::: READING TEXT
Develop one of your ideas into a story summary (1-3 paragraphs).
Try using ChatGPT. or Claude to develop this idea.
- Enter the story summary and ask the AI to summarize develop an outline you can work with.
- Continue the chat with details, ask for suggestions.
- Keep adding your creative input prompts to refine a new plot summary based on Story of an Hour
- Share summaries with the class
Generating Stories
In-Class execises: bring journal
In-Class Activity: “But / Therefore” Story (South Park Rule)
- Goal: Turn a real moment from your life into a short story with clear cause-and-effect.
- Key idea: Avoid “and then.” Use only BUT and THEREFORE.
Step 1: Choose a Memorable Moment (2 minutes)
- Pick a real experience: getting lost, finding something, searching for something, waiting for something, trying to get somewhere.
- Write one sentence that begins the moment (no backstory).
Step 2: Build the Chain (8 minutes)
- Write 5–7 short sentences.
- Each sentence must begin with BUT or THEREFORE.
- No “and then.”
- Each sentence must change the situation (new obstacle, new choice, new consequence).
Step 3: End with Change (2 minutes)
- Write one final sentence that resolves the situation or leaves it clearly changed.
- No moral, no explanation—just the outcome.
Optional Quick Check
- Underline every BUT and circle every THEREFORE.
- Notice where the story actually moves.
In-Class Activity: Lynda Barry X-Page Exercise
For Students
- Get a blank piece of paper.
- On one side, draw a large X from corner to corner.
- Think of a moment from your life:
- Something real.
- Something you remember clearly.
- It does not have to be important.
- Answer the questions I read aloud using words and short phrases only.
- Write anywhere on the page. Do not make sentences. he X does not divide the page by meaning. Write anywhere. The X simply breaks up space.
- Do not try to be interesting. Do not explain. Keep your pen moving.
- Where are you?
- What time of day or night does it seem to be?
- What season does it seem to be?
- Where is the light coming from?
- What kind of light is it?
- What’s the temperature like?
- What does the air smell like?
- How are old are you?
- What are you doing?
- Is there anyone else in that place with you?
- What are they doing?
- Why are you there?
- What were you doing about two hours before?
- What will you be doing in a few hours?
- What are some of the sounds you can hear?
- What are some of the things you can see?
- What’s directly in front of you?
- If you turn your head to your right, what’s there?
- If you turn your head to the left, what do you see?
- What is behind you?
- What’s below you and around your feet?
- What’s above your head?
Next: Story Writing
- When you finish the questions, turn the paper over.
- Start with with: "I am..." followed by where you are. First person.
- Without looking at the front again, write continuously for 8-10 minutes.
- If you get stuck, write what you can see, hear, or feel right now in the scene.
Screening
Lunch Date, by Adam Davidson (1990)
To Do By Tuesday Next Week
Read: The Poetics, by Aristotle (Bookie), about 60 pages
Watch: Fargo
Take notes: Track the changes of the two main protagonists (and others if you can). Write down changes in their outer circumstances and inner outlook.
Journal Prompt
In Fargo, how does the plot set in motion the actions and reactions of the main characters? What do these actions reveal about the inner lives of the characters, about their flaws and transformations? Identify and describe other characteristics of tragedy / tragic structure (from Aristotle's Poetics) that you observe in Fargo.
::::::
::: DATA EXTRACTS
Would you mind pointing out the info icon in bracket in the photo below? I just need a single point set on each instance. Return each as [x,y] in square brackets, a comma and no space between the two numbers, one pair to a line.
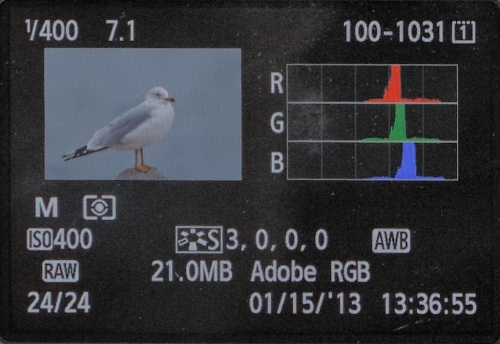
[95,208]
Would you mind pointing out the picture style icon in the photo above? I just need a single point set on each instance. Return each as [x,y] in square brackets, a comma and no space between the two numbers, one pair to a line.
[198,239]
[103,207]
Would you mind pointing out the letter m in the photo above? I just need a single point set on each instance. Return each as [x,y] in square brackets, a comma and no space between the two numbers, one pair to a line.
[40,207]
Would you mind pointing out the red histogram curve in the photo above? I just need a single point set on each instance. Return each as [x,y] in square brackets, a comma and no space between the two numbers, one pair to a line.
[392,94]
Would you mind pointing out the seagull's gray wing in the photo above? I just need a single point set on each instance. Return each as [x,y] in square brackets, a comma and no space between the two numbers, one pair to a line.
[114,132]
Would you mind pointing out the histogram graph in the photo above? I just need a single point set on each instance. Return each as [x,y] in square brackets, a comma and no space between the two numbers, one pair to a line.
[372,122]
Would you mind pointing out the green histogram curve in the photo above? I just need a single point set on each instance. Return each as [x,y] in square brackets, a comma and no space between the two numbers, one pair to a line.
[398,130]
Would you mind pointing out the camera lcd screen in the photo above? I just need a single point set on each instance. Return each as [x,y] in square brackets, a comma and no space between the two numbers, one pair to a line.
[249,171]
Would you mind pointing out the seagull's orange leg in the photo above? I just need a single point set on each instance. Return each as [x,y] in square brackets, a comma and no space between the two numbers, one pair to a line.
[142,167]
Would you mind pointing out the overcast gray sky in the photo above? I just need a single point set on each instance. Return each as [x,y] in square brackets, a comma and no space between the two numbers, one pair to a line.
[85,89]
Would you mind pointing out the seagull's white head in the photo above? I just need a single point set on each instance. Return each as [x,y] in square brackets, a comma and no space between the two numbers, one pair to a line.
[158,94]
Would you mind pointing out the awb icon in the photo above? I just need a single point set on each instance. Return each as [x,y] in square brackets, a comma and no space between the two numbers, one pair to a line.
[390,240]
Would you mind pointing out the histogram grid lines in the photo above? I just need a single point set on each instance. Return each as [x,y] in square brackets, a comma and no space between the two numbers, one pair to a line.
[335,112]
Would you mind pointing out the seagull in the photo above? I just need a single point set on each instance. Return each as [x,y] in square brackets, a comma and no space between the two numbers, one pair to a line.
[134,129]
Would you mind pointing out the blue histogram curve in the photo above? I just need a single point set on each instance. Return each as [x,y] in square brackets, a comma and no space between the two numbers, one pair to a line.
[408,168]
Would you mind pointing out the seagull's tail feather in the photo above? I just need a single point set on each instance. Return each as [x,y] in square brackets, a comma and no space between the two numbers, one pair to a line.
[81,152]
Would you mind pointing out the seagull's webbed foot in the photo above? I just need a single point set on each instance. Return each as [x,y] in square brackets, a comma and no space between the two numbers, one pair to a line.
[142,168]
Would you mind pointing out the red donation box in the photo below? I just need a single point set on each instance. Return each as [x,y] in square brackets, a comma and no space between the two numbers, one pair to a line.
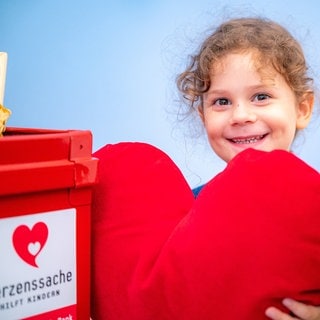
[46,179]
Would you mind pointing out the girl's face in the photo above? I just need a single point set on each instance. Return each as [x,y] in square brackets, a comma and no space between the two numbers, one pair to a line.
[243,110]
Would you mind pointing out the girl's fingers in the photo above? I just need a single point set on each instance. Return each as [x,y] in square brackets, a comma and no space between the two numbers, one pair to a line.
[301,310]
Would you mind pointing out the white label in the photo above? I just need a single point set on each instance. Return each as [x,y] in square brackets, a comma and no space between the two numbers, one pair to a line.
[38,265]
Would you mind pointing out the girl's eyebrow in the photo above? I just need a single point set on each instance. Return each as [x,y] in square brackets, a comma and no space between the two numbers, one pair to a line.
[262,86]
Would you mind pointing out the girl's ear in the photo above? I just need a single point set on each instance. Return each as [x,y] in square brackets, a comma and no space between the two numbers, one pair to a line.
[200,112]
[304,111]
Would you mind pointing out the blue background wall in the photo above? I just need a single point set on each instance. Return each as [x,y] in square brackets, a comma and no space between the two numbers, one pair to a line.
[109,66]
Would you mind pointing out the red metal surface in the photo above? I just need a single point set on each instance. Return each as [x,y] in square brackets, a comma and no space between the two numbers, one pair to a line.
[46,170]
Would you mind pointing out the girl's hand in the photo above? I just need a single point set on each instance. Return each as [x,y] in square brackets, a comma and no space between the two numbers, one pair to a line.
[302,311]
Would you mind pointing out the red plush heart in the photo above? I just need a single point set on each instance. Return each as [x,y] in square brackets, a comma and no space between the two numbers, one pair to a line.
[250,239]
[29,242]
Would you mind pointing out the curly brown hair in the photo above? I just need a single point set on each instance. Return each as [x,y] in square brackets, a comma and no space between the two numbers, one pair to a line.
[272,44]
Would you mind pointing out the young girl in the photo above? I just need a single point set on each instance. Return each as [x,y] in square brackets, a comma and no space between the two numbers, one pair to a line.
[250,86]
[159,254]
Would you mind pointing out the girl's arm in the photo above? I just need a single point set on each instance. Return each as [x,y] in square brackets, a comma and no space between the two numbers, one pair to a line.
[303,311]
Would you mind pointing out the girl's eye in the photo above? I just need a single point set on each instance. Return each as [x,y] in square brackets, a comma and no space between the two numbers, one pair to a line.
[222,102]
[261,97]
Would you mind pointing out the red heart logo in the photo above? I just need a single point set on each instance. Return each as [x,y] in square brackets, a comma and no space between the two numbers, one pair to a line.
[28,243]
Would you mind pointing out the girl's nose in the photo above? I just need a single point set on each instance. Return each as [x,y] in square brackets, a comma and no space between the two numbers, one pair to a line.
[242,114]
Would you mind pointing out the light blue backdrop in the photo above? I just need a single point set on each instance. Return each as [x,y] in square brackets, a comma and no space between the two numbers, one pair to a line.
[109,66]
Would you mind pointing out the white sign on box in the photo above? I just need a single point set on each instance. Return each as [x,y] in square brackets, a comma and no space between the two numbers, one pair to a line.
[38,266]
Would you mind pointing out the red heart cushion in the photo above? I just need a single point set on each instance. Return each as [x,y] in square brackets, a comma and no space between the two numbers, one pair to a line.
[251,238]
[140,197]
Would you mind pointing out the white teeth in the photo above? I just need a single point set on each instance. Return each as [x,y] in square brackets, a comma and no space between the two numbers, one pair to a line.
[248,140]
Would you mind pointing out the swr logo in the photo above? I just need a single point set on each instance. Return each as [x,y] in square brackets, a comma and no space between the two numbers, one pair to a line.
[29,242]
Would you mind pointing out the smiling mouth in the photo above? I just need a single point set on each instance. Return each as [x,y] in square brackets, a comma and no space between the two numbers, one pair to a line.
[247,140]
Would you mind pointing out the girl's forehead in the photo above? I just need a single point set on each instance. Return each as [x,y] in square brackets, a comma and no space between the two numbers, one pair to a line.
[254,61]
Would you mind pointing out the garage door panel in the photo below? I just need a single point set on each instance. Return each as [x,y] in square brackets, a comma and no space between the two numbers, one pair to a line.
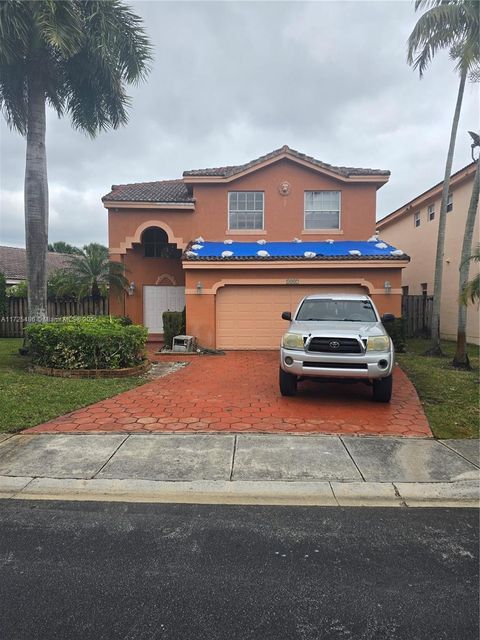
[249,317]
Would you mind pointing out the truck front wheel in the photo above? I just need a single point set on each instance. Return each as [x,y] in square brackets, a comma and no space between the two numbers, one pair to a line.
[382,389]
[288,383]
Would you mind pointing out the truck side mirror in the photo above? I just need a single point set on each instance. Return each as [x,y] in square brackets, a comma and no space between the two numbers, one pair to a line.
[388,317]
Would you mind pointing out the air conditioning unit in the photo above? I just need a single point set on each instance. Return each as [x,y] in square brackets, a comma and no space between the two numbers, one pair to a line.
[183,343]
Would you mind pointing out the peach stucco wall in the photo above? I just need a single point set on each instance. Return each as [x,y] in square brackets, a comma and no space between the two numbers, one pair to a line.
[144,271]
[420,243]
[283,215]
[283,220]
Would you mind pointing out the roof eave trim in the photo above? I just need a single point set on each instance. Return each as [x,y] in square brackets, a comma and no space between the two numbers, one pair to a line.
[292,264]
[142,204]
[456,180]
[382,178]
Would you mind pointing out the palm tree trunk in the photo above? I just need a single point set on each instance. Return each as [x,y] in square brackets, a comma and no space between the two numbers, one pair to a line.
[36,201]
[460,359]
[435,348]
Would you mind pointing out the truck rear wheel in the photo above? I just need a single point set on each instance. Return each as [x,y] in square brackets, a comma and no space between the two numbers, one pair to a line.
[288,383]
[382,389]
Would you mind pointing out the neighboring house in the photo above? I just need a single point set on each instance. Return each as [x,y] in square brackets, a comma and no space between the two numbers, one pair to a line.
[221,242]
[414,228]
[13,263]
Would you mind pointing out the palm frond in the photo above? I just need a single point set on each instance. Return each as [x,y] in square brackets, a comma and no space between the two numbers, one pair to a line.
[447,24]
[60,25]
[13,95]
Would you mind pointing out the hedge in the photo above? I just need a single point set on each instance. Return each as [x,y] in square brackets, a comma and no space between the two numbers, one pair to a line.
[173,325]
[87,342]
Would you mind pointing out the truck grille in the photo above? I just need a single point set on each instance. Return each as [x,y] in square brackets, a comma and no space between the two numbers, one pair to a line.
[336,365]
[329,345]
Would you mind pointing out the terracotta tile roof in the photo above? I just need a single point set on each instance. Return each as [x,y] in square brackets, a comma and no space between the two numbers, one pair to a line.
[161,191]
[231,170]
[13,262]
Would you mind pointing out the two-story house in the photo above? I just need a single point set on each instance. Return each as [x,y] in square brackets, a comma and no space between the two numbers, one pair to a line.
[237,245]
[414,227]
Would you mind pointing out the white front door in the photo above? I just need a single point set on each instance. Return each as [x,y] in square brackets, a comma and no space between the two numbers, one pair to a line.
[156,300]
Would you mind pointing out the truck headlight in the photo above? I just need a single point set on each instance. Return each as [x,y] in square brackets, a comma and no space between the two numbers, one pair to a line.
[292,341]
[378,343]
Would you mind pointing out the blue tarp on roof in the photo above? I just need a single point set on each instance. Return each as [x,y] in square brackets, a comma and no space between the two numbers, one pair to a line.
[292,249]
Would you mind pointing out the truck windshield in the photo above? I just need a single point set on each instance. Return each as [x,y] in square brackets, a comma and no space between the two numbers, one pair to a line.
[337,310]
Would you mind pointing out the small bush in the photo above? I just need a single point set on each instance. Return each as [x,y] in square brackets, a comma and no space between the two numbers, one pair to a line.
[90,342]
[396,329]
[173,325]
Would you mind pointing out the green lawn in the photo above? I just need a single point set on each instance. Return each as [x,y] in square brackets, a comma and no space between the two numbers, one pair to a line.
[449,396]
[28,399]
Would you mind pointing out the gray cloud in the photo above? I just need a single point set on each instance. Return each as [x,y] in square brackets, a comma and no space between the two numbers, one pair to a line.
[234,80]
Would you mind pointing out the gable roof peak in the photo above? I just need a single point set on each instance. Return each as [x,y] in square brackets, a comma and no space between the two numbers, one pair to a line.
[231,170]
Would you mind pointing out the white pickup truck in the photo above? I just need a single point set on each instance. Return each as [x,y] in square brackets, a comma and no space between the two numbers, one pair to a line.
[335,336]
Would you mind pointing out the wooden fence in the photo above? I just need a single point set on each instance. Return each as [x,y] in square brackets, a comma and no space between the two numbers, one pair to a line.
[417,312]
[13,323]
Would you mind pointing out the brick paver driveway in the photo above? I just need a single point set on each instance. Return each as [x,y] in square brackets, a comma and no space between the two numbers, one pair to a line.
[239,392]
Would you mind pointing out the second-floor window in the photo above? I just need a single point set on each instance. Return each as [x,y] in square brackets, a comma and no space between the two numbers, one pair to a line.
[322,210]
[450,202]
[245,210]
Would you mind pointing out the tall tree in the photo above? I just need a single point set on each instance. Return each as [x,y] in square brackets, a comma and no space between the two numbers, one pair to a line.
[471,290]
[461,359]
[452,25]
[93,273]
[62,247]
[76,56]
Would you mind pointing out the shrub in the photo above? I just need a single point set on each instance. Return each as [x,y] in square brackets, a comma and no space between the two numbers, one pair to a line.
[396,329]
[173,325]
[18,290]
[89,342]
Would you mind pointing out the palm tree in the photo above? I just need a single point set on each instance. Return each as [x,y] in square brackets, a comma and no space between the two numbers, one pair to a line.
[452,25]
[76,56]
[468,290]
[62,247]
[471,290]
[93,273]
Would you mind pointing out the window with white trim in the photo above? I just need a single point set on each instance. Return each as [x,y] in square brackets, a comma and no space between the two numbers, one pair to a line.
[450,202]
[245,210]
[322,210]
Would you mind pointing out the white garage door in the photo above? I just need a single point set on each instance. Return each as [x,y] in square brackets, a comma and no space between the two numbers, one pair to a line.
[156,300]
[249,317]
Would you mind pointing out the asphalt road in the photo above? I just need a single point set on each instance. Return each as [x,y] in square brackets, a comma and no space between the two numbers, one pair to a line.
[142,572]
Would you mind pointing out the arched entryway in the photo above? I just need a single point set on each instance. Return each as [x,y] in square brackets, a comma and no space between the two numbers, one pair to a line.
[156,267]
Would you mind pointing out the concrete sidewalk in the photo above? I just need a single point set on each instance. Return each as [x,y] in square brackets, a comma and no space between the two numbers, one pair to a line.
[242,469]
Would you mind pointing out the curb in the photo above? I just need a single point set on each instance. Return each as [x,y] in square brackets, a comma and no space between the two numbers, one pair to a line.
[347,494]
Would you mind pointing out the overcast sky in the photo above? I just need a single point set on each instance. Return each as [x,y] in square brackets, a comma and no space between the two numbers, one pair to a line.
[234,80]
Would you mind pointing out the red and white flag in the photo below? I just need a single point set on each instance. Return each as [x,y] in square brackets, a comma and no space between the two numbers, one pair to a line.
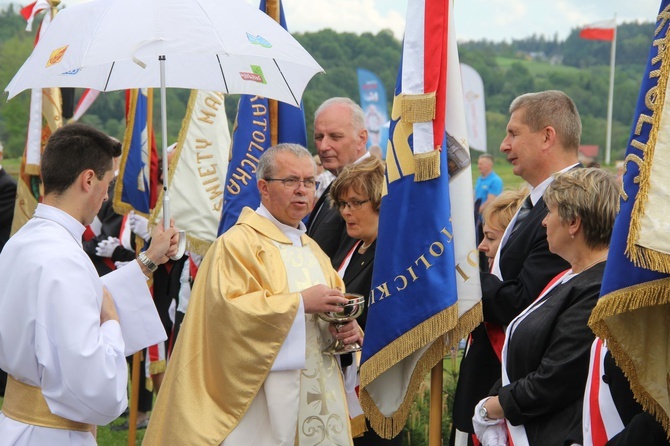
[87,98]
[603,30]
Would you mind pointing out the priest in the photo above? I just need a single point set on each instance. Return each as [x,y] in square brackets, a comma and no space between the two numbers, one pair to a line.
[64,331]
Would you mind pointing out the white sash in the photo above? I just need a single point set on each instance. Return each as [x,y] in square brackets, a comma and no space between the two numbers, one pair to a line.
[598,394]
[518,433]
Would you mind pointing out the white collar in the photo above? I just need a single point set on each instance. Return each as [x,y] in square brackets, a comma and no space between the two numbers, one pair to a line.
[74,227]
[293,234]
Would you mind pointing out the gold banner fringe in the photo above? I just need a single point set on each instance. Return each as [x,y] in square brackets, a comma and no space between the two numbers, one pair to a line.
[32,169]
[635,253]
[427,166]
[358,426]
[417,107]
[625,300]
[197,245]
[389,427]
[185,123]
[416,338]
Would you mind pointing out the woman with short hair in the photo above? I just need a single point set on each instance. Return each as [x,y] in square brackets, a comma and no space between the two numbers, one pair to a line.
[546,352]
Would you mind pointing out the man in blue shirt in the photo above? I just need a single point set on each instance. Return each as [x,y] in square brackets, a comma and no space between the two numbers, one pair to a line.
[488,185]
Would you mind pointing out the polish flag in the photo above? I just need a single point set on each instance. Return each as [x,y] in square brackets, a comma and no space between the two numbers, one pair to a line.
[603,30]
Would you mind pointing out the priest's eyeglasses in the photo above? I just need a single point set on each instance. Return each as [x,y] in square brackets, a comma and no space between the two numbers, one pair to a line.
[294,182]
[353,205]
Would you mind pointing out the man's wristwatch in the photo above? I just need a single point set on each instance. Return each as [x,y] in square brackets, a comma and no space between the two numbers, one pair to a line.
[146,261]
[483,413]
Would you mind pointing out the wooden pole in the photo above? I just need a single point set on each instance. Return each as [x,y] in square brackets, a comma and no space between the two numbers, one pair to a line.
[435,422]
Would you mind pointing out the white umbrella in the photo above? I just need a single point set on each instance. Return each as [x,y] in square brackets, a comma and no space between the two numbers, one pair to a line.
[221,45]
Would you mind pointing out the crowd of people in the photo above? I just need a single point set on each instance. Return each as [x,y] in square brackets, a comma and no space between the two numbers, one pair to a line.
[248,366]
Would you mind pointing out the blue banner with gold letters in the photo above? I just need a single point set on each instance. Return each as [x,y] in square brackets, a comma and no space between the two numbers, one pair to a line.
[633,311]
[251,136]
[135,188]
[373,103]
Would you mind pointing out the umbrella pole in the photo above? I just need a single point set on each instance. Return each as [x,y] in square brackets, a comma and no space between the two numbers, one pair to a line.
[166,195]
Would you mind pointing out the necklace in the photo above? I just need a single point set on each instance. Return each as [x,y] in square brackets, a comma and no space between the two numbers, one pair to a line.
[598,260]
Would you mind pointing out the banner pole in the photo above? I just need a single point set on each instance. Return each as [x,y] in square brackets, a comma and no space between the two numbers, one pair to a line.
[610,100]
[435,423]
[272,10]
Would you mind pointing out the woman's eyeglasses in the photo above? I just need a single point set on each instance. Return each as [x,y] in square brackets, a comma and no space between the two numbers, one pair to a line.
[353,205]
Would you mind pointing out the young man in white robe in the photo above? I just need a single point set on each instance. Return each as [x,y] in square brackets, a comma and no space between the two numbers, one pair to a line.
[248,367]
[64,331]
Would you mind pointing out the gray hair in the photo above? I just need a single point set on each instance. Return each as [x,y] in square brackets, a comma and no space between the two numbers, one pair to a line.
[551,108]
[267,163]
[357,114]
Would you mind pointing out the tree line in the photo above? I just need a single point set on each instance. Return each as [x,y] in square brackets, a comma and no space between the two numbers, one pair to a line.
[576,66]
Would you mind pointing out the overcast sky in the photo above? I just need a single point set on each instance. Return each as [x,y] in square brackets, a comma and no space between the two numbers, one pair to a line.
[475,19]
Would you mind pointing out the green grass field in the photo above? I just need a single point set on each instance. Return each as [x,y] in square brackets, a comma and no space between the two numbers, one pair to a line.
[414,434]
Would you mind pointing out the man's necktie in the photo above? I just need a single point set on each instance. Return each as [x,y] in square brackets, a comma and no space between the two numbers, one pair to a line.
[523,213]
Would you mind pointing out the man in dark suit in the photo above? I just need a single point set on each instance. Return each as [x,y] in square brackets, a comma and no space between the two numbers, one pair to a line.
[340,138]
[543,136]
[7,200]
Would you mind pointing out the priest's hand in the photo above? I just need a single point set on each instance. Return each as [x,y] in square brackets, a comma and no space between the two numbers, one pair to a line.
[348,333]
[320,298]
[108,309]
[139,225]
[164,243]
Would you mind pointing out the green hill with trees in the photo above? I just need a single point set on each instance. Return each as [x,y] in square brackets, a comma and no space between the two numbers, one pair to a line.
[576,66]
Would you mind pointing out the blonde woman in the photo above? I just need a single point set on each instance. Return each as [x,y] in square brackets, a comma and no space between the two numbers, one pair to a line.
[545,358]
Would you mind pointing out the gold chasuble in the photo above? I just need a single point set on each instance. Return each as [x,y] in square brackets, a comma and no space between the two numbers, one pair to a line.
[244,301]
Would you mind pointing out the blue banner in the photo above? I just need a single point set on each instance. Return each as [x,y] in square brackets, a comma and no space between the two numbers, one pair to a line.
[251,136]
[373,103]
[633,310]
::::::
• _ASSIGNMENT 1_
In the story-writing handout, retype the stretch from "- What’s above" through "for 8-10 minutes.".
• _ASSIGNMENT 2_
Answer from the story-writing handout:
(a) How many minutes does the handout give for Step 2: Build the Chain?
(b) What film are students told to watch by Tuesday next week?
(c) In the X-Page exercise, what do students draw on one side of the blank paper?

• _RESPONSE 1_
- What’s above your head?
Next: Story Writing
- When you finish the questions, turn the paper over.
- Start with with: "I am..." followed by where you are. First person.
- Without looking at the front again, write continuously for 8-10 minutes.

• _RESPONSE 2_
(a) 8 minutes
(b) Fargo
(c) A large X from corner to corner